● Given instruction:
Identify every line in the rows below that contains the word "black", and copy each one.

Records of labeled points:
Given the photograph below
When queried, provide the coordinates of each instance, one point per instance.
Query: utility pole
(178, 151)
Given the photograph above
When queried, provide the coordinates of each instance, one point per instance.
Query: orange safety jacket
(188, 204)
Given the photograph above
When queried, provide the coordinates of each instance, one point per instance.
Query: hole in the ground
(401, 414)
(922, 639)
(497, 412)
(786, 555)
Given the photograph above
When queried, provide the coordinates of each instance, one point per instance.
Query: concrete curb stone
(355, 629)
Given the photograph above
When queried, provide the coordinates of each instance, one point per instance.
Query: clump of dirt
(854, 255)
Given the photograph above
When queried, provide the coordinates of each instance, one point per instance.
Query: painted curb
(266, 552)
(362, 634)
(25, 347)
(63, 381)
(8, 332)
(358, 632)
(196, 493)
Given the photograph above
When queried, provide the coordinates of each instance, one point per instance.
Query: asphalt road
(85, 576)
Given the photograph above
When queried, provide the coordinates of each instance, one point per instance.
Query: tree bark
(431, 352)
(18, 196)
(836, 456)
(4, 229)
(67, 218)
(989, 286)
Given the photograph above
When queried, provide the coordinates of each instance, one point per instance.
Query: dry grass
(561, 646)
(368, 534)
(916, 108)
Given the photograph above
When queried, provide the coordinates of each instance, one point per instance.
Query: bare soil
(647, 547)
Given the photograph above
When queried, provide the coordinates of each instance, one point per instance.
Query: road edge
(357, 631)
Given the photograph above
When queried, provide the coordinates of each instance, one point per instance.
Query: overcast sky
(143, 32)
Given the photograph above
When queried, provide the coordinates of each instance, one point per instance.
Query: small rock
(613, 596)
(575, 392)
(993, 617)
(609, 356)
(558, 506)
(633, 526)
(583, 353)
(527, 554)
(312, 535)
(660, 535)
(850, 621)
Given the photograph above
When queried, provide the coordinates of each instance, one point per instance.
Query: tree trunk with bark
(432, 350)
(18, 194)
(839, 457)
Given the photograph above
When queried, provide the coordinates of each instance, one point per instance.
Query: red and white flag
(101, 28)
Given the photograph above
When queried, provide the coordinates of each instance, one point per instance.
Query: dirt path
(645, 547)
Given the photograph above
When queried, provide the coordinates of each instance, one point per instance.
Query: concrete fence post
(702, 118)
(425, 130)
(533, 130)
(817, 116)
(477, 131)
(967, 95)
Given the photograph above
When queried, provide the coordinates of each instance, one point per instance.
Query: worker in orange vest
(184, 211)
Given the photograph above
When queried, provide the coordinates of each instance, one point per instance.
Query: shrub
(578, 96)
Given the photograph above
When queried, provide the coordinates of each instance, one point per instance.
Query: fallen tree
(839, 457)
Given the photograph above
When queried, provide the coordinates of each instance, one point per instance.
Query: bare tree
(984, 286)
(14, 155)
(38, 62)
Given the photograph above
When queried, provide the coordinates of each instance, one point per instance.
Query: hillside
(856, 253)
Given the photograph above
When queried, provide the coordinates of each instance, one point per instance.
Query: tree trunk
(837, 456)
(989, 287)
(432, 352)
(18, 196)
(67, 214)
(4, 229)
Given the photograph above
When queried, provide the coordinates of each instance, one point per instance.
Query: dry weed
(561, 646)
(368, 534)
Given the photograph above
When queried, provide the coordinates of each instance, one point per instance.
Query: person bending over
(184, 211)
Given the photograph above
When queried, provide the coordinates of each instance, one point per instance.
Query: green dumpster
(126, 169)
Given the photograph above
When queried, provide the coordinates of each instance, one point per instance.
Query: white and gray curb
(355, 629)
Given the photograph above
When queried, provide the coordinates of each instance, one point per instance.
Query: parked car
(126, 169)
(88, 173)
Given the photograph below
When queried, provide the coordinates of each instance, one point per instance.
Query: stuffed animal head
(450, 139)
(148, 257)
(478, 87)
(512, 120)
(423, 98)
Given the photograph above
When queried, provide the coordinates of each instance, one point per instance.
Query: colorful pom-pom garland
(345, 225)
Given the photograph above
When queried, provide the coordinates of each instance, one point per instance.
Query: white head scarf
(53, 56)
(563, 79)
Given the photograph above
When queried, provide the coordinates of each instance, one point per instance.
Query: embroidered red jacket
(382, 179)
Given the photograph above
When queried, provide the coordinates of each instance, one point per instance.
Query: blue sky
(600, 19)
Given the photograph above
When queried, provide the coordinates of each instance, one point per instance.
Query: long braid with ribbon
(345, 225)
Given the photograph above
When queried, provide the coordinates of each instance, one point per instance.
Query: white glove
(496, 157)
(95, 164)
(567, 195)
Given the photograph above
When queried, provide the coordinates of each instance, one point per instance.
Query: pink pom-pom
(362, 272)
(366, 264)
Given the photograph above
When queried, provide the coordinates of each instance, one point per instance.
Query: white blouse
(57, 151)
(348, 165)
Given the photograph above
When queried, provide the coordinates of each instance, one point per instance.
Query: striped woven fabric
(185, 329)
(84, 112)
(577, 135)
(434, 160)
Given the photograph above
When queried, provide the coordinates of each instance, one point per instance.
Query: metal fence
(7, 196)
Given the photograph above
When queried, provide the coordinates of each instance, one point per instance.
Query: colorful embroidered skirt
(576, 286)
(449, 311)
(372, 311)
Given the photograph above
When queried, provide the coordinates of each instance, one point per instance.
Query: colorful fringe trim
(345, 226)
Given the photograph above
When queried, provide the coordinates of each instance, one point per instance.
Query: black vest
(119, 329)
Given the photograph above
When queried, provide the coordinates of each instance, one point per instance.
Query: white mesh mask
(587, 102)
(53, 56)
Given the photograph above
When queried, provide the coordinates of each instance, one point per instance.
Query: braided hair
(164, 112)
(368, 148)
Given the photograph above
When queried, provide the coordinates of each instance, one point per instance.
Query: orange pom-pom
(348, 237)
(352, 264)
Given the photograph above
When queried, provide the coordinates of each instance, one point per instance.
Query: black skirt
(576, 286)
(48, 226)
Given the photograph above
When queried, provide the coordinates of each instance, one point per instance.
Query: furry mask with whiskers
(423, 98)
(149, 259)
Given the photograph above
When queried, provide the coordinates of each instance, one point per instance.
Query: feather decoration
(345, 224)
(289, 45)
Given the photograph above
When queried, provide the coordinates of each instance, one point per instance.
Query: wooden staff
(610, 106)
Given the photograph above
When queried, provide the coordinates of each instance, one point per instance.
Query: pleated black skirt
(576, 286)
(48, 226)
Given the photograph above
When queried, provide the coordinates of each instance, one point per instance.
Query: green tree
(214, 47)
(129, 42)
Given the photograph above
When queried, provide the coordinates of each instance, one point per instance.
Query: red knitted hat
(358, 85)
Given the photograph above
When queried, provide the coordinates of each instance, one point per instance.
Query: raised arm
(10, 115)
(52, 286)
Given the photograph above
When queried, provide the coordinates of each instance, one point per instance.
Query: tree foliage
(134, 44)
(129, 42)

● Task response:
Query: black vest
Query: black skirt
Query: pleated black skirt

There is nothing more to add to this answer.